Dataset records
********************

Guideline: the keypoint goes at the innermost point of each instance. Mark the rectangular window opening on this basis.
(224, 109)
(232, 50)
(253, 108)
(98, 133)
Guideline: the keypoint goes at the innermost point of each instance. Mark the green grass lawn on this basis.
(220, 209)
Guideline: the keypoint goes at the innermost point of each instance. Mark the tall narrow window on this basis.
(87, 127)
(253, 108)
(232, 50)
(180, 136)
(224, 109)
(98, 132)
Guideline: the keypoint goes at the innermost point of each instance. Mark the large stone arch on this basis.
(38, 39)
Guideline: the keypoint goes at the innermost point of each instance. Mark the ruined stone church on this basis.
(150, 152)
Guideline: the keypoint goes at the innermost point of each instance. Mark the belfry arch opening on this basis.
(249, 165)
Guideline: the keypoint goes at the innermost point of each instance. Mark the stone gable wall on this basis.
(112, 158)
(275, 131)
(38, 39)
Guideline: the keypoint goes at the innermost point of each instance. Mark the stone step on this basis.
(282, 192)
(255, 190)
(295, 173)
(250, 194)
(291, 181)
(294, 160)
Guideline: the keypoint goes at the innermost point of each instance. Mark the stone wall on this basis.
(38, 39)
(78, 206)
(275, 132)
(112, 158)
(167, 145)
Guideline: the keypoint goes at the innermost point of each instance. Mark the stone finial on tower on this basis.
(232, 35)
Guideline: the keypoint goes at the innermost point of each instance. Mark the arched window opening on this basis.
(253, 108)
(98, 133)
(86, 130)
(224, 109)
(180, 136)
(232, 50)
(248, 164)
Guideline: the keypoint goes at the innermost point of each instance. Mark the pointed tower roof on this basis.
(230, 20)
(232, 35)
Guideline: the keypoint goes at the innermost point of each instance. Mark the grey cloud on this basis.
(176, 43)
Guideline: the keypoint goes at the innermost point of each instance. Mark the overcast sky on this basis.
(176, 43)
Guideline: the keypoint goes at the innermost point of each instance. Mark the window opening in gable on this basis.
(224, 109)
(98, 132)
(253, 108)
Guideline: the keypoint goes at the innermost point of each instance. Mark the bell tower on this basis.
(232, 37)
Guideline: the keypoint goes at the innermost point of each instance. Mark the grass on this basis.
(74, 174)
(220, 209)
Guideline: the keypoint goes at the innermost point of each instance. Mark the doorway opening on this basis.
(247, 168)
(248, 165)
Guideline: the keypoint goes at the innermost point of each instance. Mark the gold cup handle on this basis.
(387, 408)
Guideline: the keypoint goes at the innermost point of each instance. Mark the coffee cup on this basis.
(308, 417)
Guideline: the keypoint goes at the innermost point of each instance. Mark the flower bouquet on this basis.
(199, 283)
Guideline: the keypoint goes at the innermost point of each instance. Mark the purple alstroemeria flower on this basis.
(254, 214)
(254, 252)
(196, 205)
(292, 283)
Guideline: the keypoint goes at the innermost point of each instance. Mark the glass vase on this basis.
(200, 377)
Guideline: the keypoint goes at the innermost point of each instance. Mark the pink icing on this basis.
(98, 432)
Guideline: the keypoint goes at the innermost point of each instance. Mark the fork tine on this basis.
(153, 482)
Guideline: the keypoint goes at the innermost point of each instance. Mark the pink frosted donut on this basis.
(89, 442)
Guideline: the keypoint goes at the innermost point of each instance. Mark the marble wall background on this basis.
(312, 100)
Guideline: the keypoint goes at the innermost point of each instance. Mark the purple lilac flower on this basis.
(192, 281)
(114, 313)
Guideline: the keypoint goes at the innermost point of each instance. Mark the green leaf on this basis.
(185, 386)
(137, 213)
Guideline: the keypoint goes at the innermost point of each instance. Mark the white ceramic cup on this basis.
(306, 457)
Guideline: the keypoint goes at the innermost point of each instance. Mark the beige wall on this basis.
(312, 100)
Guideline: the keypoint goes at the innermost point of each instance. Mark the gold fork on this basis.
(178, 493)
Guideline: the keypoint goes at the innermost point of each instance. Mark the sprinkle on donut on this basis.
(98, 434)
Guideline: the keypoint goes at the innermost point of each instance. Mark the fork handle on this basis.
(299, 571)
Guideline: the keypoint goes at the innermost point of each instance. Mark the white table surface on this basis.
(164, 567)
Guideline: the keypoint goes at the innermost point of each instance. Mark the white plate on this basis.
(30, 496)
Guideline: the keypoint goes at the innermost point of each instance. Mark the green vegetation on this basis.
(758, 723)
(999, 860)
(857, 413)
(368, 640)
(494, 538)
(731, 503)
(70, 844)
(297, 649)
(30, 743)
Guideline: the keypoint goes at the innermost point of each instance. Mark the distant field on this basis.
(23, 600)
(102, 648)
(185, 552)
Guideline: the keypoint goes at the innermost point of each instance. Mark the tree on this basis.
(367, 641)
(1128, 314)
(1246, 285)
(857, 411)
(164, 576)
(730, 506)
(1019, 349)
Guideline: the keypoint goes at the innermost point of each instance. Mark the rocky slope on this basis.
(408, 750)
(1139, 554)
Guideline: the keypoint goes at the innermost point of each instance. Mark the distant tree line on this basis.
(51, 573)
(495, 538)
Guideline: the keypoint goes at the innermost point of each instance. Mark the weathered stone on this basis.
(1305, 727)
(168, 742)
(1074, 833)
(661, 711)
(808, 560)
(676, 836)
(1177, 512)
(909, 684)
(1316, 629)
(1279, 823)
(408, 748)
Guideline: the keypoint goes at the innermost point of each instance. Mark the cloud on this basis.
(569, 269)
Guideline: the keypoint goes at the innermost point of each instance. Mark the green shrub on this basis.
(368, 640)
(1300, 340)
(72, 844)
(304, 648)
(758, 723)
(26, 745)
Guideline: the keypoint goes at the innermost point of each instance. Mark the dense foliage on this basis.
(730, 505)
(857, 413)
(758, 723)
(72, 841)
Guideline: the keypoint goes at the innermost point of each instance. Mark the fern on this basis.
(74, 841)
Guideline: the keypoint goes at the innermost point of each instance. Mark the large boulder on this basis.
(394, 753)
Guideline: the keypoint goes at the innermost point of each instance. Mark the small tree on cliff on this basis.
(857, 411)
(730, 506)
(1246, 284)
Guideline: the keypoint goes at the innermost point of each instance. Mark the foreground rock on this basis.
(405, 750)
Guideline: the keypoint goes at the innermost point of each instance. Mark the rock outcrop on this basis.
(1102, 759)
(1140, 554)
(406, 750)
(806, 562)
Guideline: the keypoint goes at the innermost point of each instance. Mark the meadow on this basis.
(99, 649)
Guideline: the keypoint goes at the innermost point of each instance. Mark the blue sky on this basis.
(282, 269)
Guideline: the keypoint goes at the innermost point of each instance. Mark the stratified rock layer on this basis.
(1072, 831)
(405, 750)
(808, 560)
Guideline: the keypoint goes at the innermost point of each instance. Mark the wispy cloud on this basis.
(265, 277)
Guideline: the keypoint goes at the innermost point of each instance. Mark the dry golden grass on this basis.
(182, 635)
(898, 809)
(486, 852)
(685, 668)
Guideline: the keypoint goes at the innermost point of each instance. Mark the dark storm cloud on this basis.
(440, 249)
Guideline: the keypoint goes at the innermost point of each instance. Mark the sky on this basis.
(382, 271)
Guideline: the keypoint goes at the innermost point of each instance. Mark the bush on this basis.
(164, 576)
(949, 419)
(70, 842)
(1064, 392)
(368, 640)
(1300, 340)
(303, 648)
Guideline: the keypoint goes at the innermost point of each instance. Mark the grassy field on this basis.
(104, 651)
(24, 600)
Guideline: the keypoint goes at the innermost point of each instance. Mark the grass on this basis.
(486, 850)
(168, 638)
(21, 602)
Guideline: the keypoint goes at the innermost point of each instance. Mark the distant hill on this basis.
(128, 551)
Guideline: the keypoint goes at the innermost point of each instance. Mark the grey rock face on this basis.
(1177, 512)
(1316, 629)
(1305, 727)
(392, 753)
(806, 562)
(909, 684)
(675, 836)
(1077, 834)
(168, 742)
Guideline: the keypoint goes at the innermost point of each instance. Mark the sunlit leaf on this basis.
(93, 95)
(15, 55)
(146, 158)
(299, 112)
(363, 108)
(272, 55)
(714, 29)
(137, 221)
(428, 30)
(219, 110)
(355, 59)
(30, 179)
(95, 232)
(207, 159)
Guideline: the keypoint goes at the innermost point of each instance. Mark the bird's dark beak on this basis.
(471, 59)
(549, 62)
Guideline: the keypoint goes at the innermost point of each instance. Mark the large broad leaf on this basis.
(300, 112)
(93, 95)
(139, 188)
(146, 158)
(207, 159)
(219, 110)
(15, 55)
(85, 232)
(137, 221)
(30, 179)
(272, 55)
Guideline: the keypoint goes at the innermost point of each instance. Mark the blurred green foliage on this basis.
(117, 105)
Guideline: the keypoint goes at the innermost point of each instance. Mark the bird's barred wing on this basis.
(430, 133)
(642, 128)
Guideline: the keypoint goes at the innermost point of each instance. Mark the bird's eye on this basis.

********************

- Exercise
From the line containing "sunlit leaf on this basis." through the closing line of the material above, return every line exactly and omit all others.

- Exercise answer
Guideline: the keypoint goes at the innermost point of each instance. Mark the sunlit leaf on this basis.
(93, 95)
(15, 55)
(146, 158)
(299, 112)
(363, 108)
(272, 55)
(714, 29)
(137, 221)
(428, 30)
(219, 110)
(355, 59)
(30, 179)
(95, 232)
(207, 159)
Guideline: the keypoint goes at the innermost point of each instance. Mark the bird's dark beak on this basis.
(471, 59)
(549, 62)
Guideline: the keypoint goes at the innermost point of each instance. Mark the large broad leaf on this basis.
(300, 112)
(93, 95)
(139, 188)
(146, 158)
(207, 159)
(219, 110)
(15, 55)
(85, 232)
(137, 221)
(30, 179)
(272, 55)
Guideline: the keypoint goes at the innermost point of each instance. Mark the blurred green foliage on this basis.
(117, 105)
Guideline: the keypoint goes at the innermost point of each instance. Mark the bird's barred wing on this basis.
(430, 133)
(642, 128)
Guideline: the keypoint goes at the innermost point of each instance. Mark the bird's eye on this basis.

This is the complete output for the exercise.